What needs to be done:
Retype these lines without changing anything.

Segmentation mask data:

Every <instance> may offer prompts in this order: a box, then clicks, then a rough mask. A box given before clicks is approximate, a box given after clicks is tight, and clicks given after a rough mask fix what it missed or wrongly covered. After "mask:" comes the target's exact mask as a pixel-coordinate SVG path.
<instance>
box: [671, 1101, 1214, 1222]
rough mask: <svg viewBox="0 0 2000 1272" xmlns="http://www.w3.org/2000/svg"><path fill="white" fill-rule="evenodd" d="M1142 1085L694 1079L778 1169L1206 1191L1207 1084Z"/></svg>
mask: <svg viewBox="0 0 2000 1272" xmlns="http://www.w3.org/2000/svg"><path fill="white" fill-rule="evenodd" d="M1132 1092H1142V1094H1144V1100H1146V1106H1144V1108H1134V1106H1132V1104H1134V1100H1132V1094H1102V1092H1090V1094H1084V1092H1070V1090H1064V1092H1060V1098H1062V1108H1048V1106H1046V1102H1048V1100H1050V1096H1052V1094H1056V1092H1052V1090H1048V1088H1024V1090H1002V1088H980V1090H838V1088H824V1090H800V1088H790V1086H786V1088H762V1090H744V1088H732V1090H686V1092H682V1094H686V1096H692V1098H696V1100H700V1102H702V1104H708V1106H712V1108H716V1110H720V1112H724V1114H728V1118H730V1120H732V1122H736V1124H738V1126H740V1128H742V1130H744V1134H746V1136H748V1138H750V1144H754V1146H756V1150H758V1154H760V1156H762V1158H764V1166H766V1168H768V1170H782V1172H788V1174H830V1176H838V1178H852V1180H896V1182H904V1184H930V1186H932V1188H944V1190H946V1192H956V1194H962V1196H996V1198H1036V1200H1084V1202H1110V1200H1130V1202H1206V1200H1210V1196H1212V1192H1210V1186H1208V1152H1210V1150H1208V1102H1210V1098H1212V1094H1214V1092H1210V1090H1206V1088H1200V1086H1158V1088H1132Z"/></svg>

Result of this exercise:
Every <instance> may offer prompts in this order: a box, then clicks, then a rough mask. A box given before clicks is approximate, a box given after clicks is tight, and clicks given after a rough mask fix what it missed or wrongly covered. After "mask:" comes the target's exact mask as a pixel-coordinate SVG path.
<instance>
box: [671, 1101, 1214, 1222]
rough mask: <svg viewBox="0 0 2000 1272" xmlns="http://www.w3.org/2000/svg"><path fill="white" fill-rule="evenodd" d="M1142 1085L694 1079L778 1169L1206 1191L1207 1084Z"/></svg>
mask: <svg viewBox="0 0 2000 1272" xmlns="http://www.w3.org/2000/svg"><path fill="white" fill-rule="evenodd" d="M1132 1092H1142V1094H1144V1100H1146V1106H1144V1108H1134V1106H1132V1104H1134V1100H1132V1094H1102V1092H1090V1094H1084V1092H1070V1090H1064V1092H1060V1098H1062V1108H1048V1106H1046V1102H1048V1100H1050V1096H1052V1094H1056V1092H1052V1090H1048V1088H1024V1090H1002V1088H980V1090H838V1088H824V1090H800V1088H790V1086H786V1088H762V1090H744V1088H732V1090H686V1092H682V1094H686V1096H692V1098H696V1100H700V1102H702V1104H708V1106H712V1108H716V1110H720V1112H724V1114H728V1118H730V1120H732V1122H736V1124H738V1126H740V1128H742V1130H744V1134H746V1136H748V1138H750V1144H754V1146H756V1150H758V1154H760V1156H762V1158H764V1166H766V1168H768V1170H782V1172H788V1174H830V1176H838V1178H852V1180H896V1182H904V1184H930V1186H932V1188H944V1190H946V1192H956V1194H962V1196H996V1198H1036V1200H1084V1202H1110V1200H1130V1202H1206V1200H1210V1196H1212V1192H1210V1186H1208V1152H1210V1150H1208V1102H1210V1098H1212V1094H1214V1092H1210V1090H1206V1088H1200V1086H1158V1088H1132Z"/></svg>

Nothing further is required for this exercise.